Es kommt auch vor, dass ich irgendwann während der Unterhaltung ein Thema aufschnappe, dass mir bekannt vorkommt. Zuerst freue ich mich, denn ich könnte ja endlich einmal etwas dazu beitragen. Dennoch überlege ich: Soll ich mich an der Diskussion beteiligen oder (lieber doch) nicht? Soll ich meine Meinung äußern oder ruhig sein? Was ist, wenn ich doch nicht alles akustisch verstanden habe und dieser Kommentar vielleicht sogar schon vorab gesagt worden ist oder ich etwas sage, was gar nicht zum Thema passt? Das wäre total peinlich und noch bevor ich eine Entscheidung getroffen habe, ergreift jemand anderes das Wort und das Thema wird gewechselt. Mist, Chance vertan....
Also höre ich weiter zu. Im Laufe der Unterhaltung lässt meine Konzentration stark nach. Dementsprechend kann ich nicht mehr allen Gesprächsteilnehmern folgen und fühle mich zunehmend unsicherer. Deshalb halte ich mich meistens auch überwiegend aus Gruppendiskussionen heraus. Aber um trotzdem nicht völlig unbeteiligt zu sein, nicke ich manchmal oder schüttele den Kopf und lache mit, wenn die anderen es tun.
Dann gibt es auch mal diese Situation, wenn es auf einmal komplett ruhig in der Runde wird. Sofort frage ich mich: „Hat mich irgendjemand angesprochen, ohne dass ich es bemerkt habe?“ Ich schaue unauffällig in die Runde. Doch aus der Mimik der Gesprächsteilnehmer erkenne ich, dass mich niemand etwas gefragt hat. Puh, Glück gehabt! Zu oft habe ich mich schon geschämt, weil ich nicht bemerkt hatte, dass ich angesprochen wurde. Zu oft wurde ich deswegen schon (in der Vergangenheit) ausgelacht. (Hinweis zu meinem ersten Blog: Wie ich durch Gleichgesinnte wieder zu mir selbst fand).
Da die Stille anhält, erkenne ich, dass den anderen offenbar die Gesprächsthemen „ausgegangen sind“ und nach einem neuen Thema gesucht wird. Da ich mich bisher noch kaum an der Unterhaltung beteiligt habe, verspüre ich zunehmend den Druck, etwas sagen zu müssen und suche fieberhaft nach einem neuen Thema. Jetzt denke ich nicht nur über ein passendes Thema nach, sondern auch darüber, in welchem Thema ich mich besonders gut auskenne, damit ich bei eventuell auftretenden Fragen gut reagieren und antworten kann. Schlussendlich entscheide ich mich dafür, eine Person (meistens meinen Sitznachbar oder Gegenüber) anzusprechen. Die von mir befragte Person erzählt und erzählt und nach vielen Themenwechseln durch andere Sprecher treten auch hin und wieder Themen auf, zu denen ich theoretisch hätte viel beitragen können, trotzdem bleibe ich still.

▶ Gespeicherte Einträge:

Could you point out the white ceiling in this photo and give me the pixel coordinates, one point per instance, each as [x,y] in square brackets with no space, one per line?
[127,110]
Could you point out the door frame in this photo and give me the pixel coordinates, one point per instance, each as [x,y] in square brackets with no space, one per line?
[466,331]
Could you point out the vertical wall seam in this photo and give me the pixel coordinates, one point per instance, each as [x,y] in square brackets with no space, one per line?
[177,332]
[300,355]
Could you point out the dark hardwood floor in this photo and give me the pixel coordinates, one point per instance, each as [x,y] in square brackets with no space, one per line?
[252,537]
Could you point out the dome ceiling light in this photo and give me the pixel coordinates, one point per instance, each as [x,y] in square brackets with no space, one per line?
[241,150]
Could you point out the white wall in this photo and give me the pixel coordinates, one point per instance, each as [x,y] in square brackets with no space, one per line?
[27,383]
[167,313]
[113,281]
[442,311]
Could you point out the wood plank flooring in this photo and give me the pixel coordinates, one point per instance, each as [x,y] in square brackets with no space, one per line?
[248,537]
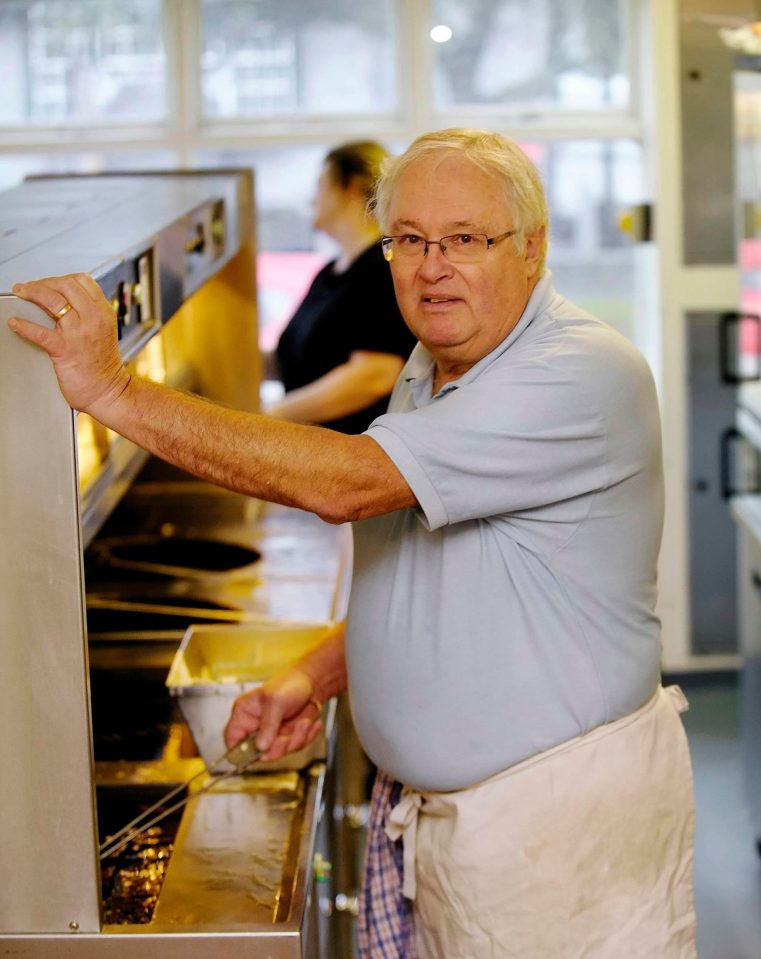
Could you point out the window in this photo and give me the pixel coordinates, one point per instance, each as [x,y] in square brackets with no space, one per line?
[547,54]
[279,82]
[93,61]
[298,58]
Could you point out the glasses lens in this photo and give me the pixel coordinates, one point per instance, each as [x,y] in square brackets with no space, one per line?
[464,247]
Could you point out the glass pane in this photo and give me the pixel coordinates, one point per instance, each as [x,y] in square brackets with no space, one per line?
[298,57]
[546,54]
[95,60]
[15,166]
[290,252]
[589,184]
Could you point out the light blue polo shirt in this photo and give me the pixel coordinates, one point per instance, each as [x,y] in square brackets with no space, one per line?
[514,609]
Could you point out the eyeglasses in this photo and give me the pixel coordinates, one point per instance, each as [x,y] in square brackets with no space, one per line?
[457,248]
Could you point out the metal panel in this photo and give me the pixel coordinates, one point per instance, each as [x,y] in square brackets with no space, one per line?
[712,404]
[708,165]
[47,826]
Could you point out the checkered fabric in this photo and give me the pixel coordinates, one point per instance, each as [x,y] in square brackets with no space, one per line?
[385,926]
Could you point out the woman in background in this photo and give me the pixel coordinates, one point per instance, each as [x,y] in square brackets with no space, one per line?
[342,351]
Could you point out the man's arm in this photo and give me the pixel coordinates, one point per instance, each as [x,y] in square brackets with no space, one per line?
[286,711]
[337,477]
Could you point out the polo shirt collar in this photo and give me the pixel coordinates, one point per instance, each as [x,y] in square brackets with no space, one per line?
[420,366]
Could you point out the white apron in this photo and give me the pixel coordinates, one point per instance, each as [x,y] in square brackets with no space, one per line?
[582,852]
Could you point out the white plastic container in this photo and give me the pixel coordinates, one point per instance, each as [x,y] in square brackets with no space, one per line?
[217,663]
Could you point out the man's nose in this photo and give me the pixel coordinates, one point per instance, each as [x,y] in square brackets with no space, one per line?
[434,263]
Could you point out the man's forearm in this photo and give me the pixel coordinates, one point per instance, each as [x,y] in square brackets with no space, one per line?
[337,477]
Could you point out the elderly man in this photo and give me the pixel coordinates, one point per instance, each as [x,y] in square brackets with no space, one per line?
[502,650]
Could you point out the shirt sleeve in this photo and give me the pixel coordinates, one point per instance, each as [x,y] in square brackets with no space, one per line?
[500,445]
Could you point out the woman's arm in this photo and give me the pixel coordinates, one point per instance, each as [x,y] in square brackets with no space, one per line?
[365,378]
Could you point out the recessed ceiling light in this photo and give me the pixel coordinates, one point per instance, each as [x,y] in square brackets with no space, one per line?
[441,33]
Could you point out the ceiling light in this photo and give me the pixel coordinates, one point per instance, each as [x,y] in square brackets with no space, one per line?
[441,33]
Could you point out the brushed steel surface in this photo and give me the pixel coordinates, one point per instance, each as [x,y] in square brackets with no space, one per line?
[47,826]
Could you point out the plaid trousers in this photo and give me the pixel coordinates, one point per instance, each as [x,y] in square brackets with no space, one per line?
[385,925]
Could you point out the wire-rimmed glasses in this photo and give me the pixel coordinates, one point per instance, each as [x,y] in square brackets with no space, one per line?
[457,247]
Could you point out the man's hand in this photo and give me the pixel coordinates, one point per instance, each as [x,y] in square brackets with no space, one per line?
[83,344]
[284,711]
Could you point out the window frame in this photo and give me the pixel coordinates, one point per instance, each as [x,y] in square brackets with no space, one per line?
[185,131]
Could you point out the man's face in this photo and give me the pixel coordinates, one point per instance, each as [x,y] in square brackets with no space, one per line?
[460,312]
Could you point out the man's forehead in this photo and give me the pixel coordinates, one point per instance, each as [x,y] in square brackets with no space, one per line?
[450,189]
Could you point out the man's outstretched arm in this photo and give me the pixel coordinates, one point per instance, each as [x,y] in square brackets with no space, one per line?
[337,477]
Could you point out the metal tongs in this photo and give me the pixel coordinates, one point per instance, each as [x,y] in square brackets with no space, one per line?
[241,757]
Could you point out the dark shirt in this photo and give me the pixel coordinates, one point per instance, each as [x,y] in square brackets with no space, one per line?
[343,313]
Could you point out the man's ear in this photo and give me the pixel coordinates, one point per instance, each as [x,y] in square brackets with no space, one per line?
[535,245]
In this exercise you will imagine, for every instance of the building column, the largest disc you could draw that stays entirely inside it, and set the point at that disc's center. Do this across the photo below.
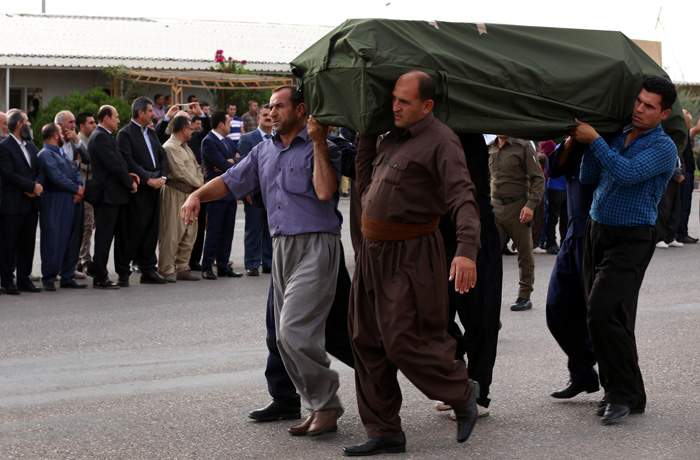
(7, 89)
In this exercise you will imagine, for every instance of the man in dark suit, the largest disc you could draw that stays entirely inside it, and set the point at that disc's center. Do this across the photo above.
(145, 157)
(257, 242)
(108, 191)
(19, 209)
(61, 211)
(217, 156)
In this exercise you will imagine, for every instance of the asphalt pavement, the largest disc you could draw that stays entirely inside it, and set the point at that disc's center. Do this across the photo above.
(153, 372)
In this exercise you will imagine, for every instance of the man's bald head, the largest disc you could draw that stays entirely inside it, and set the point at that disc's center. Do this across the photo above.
(413, 98)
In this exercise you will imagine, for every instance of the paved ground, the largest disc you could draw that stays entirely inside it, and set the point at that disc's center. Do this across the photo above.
(170, 372)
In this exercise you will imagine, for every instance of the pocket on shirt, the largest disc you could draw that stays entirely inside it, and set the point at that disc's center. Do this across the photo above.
(298, 180)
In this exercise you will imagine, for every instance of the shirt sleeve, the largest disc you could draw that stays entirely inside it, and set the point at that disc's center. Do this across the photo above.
(242, 179)
(535, 177)
(655, 159)
(459, 194)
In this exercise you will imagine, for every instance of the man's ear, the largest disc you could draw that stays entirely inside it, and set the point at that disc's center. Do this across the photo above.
(665, 114)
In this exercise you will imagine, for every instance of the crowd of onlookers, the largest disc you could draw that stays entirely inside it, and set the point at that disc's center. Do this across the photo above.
(96, 181)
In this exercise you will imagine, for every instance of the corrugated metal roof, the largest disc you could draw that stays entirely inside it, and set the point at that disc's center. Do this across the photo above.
(98, 42)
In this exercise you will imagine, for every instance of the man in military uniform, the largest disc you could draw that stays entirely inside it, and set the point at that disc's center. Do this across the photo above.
(517, 187)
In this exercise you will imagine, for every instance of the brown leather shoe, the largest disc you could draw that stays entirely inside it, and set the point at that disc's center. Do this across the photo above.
(325, 421)
(301, 429)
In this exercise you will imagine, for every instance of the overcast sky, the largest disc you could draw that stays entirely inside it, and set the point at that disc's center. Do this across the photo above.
(675, 23)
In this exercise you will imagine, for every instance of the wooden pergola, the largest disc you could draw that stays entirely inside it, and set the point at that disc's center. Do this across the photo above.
(178, 79)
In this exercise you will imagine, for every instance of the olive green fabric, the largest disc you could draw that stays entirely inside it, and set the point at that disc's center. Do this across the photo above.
(528, 82)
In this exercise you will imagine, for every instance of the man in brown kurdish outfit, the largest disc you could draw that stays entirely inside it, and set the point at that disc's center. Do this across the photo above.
(399, 305)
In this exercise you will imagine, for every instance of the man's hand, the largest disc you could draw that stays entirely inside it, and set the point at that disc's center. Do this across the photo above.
(526, 215)
(155, 182)
(584, 133)
(463, 272)
(317, 131)
(190, 210)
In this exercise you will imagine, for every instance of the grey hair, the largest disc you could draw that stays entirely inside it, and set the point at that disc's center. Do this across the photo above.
(61, 116)
(14, 117)
(140, 104)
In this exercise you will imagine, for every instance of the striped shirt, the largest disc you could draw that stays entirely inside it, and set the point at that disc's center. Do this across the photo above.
(629, 181)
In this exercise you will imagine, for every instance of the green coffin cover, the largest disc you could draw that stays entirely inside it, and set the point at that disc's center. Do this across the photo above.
(528, 82)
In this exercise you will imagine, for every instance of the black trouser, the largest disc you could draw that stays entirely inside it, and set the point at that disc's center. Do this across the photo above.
(686, 204)
(196, 255)
(17, 241)
(566, 311)
(138, 233)
(614, 262)
(556, 212)
(279, 384)
(479, 311)
(669, 213)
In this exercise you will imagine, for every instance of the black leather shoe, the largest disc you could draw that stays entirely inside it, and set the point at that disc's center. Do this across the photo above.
(72, 284)
(614, 413)
(196, 267)
(152, 277)
(374, 446)
(277, 410)
(105, 284)
(521, 304)
(574, 389)
(228, 273)
(467, 419)
(10, 290)
(28, 286)
(49, 286)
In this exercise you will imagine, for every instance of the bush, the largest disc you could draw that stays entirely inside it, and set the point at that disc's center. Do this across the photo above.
(76, 102)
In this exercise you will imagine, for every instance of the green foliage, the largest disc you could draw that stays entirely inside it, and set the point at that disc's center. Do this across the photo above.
(76, 102)
(689, 101)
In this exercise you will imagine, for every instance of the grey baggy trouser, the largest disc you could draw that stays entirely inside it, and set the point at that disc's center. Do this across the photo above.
(304, 275)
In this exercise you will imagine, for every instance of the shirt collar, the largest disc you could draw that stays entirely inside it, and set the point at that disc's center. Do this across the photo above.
(143, 128)
(415, 129)
(263, 133)
(20, 142)
(53, 148)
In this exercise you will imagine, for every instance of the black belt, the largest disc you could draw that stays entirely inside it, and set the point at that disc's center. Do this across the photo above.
(508, 200)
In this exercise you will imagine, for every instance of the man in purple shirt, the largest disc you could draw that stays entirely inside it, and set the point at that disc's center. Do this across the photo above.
(297, 174)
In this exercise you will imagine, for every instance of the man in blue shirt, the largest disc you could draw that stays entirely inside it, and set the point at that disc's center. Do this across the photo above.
(297, 174)
(60, 213)
(630, 175)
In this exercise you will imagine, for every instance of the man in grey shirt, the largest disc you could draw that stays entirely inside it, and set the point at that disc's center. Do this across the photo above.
(297, 173)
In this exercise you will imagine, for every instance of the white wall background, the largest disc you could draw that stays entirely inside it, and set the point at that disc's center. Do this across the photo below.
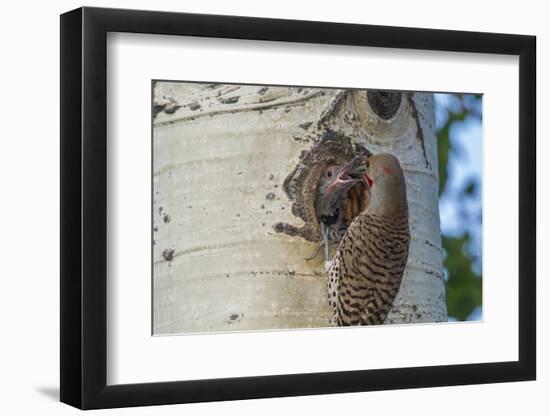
(29, 111)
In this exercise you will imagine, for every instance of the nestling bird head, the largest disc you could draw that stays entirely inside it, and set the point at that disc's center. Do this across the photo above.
(334, 185)
(382, 176)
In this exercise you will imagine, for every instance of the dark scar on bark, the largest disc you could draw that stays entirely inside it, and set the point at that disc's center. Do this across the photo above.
(419, 132)
(300, 186)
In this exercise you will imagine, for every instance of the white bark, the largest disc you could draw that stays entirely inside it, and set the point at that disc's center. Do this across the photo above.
(219, 265)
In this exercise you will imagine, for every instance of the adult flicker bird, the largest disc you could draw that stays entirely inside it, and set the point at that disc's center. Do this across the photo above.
(366, 272)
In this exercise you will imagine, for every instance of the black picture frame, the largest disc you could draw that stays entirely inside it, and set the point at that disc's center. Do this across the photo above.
(84, 207)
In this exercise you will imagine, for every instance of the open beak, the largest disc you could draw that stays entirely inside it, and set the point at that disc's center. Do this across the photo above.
(347, 176)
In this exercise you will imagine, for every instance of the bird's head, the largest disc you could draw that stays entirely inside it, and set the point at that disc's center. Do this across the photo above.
(347, 176)
(386, 182)
(381, 175)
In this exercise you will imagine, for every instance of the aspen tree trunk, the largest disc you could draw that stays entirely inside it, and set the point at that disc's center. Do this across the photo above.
(221, 155)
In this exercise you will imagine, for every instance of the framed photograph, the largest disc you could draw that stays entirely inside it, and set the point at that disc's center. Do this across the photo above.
(256, 208)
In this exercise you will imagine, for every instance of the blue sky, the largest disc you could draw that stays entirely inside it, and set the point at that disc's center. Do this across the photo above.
(458, 214)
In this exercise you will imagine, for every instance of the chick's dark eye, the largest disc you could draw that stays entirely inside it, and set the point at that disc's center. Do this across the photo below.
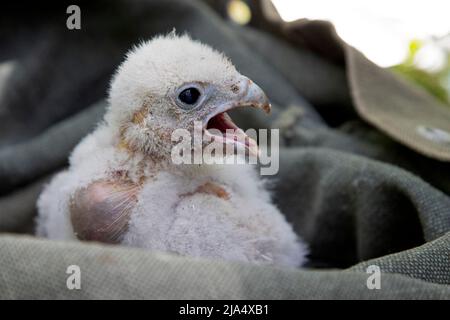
(189, 96)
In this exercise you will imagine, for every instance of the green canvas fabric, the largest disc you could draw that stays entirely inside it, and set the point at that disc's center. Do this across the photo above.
(357, 179)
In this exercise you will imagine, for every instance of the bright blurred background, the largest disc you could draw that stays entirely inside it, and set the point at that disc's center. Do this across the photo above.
(412, 37)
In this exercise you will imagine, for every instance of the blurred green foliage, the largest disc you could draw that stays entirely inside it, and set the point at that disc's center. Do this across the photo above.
(435, 82)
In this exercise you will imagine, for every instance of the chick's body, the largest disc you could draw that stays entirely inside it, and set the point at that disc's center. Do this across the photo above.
(117, 189)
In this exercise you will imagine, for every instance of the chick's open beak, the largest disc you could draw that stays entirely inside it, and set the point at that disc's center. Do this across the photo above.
(245, 93)
(252, 95)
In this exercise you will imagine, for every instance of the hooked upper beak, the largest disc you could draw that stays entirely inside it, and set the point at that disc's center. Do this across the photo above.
(244, 93)
(252, 95)
(247, 94)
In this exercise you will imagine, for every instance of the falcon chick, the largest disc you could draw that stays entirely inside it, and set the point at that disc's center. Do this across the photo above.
(122, 186)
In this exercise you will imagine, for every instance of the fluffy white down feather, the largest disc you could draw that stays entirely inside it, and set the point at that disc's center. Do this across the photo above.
(169, 214)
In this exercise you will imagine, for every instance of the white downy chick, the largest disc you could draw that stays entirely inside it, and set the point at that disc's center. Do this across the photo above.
(122, 186)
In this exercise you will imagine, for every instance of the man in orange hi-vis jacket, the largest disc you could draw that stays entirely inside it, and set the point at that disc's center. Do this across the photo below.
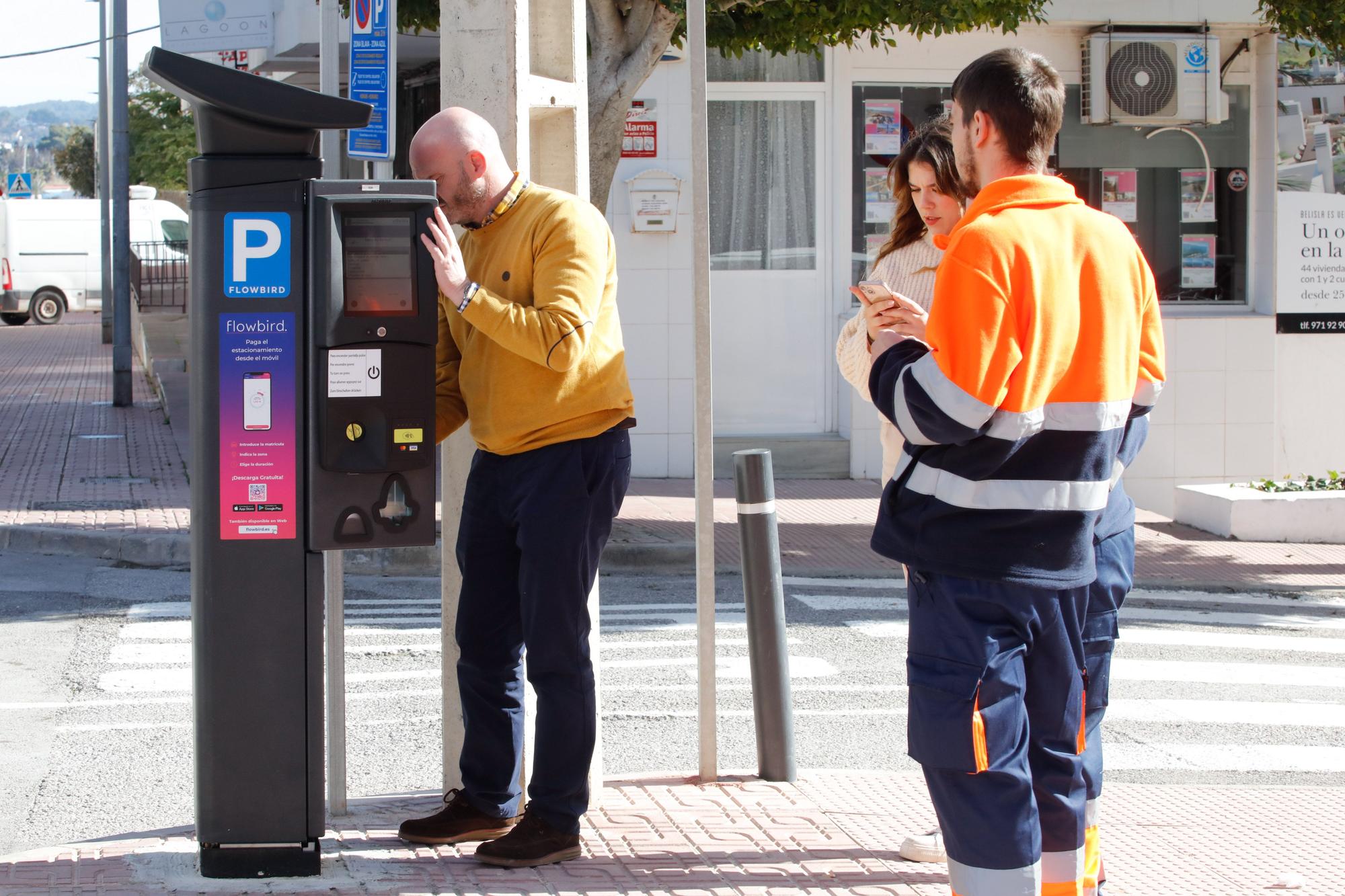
(1017, 407)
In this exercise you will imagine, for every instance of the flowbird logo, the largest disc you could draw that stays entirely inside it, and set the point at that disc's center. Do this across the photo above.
(256, 255)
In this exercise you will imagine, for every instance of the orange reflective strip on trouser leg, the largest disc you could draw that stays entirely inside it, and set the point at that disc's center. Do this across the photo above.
(978, 736)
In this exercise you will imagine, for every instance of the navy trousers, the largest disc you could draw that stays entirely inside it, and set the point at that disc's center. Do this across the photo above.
(1116, 576)
(996, 719)
(532, 533)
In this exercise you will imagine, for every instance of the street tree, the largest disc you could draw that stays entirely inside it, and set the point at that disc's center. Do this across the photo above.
(76, 162)
(163, 136)
(626, 40)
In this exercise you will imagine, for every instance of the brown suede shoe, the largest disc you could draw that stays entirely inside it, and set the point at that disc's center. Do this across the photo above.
(458, 822)
(532, 842)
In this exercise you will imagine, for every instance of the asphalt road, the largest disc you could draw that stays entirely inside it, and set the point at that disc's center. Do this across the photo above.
(96, 713)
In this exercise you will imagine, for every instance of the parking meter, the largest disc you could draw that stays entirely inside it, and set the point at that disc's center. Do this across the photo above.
(373, 310)
(313, 397)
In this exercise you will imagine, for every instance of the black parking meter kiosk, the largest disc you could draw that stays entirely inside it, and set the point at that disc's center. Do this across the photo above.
(313, 419)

▶ Aufgaben:
(1) Schreib den Text über Gruppengespräche von „Dann gibt es“ bis „mir selbst fand).“ noch einmal ab und tausche dabei „Puh“ gegen „Uff“.
(2) Setze den Text über Gruppengespräche nach seinem letzten Satz fort.

▶ Ergebnisse je Aufgabe:
(1)
Dann gibt es auch mal diese Situation, wenn es auf einmal komplett ruhig in der Runde wird. Sofort frage ich mich: „Hat mich irgendjemand angesprochen, ohne dass ich es bemerkt habe?“ Ich schaue unauffällig in die Runde. Doch aus der Mimik der Gesprächsteilnehmer erkenne ich, dass mich niemand etwas gefragt hat. Uff, Glück gehabt! Zu oft habe ich mich schon geschämt, weil ich nicht bemerkt hatte, dass ich angesprochen wurde. Zu oft wurde ich deswegen schon (in der Vergangenheit) ausgelacht. (Hinweis zu meinem ersten Blog: Wie ich durch Gleichgesinnte wieder zu mir selbst fand).

(2)
Ständig verspüre ich den Drang, etwas zu sagen und den anderen zu zeigen, dass ich zu bestimmten Themen auch eine eigene Meinung habe und in der Lage bin, meine Meinung zu vertreten. Gerne möchte ich auch etwas Witziges sagen und zeigen, dass ich nicht „dumm“ und durchaus gesprächig und argumentativ sein kann. Doch die Angst, was nicht zu verstehen und ins „Fettnäpfchen“ zu treten, wie schon viele Male vorher in meinem Leben, ist größer als der Wunsch, sich in der Runde als gesprächig zu beweisen.
Aus diesen Gründen bin ich ehrlich gesagt, sehr froh, wenn die Runde sich auflöst und die „Pause“ vorbei ist. Deshalb verbringe ich die „Pausen“ gern manchmal allein oder nur mit ein oder zwei Personen bzw. nur an Orten, an denen nicht viel los ist. Das angestrengte Zuhören hat mich müde gemacht und ich spüre, wie meine Konzentration stark nachgelassen hat. Es gruselt mich, wenn ich an den langen Tag denke, der noch vor mir liegt, aber ich werde es schon irgendwie schaffen, so wie bisher auch.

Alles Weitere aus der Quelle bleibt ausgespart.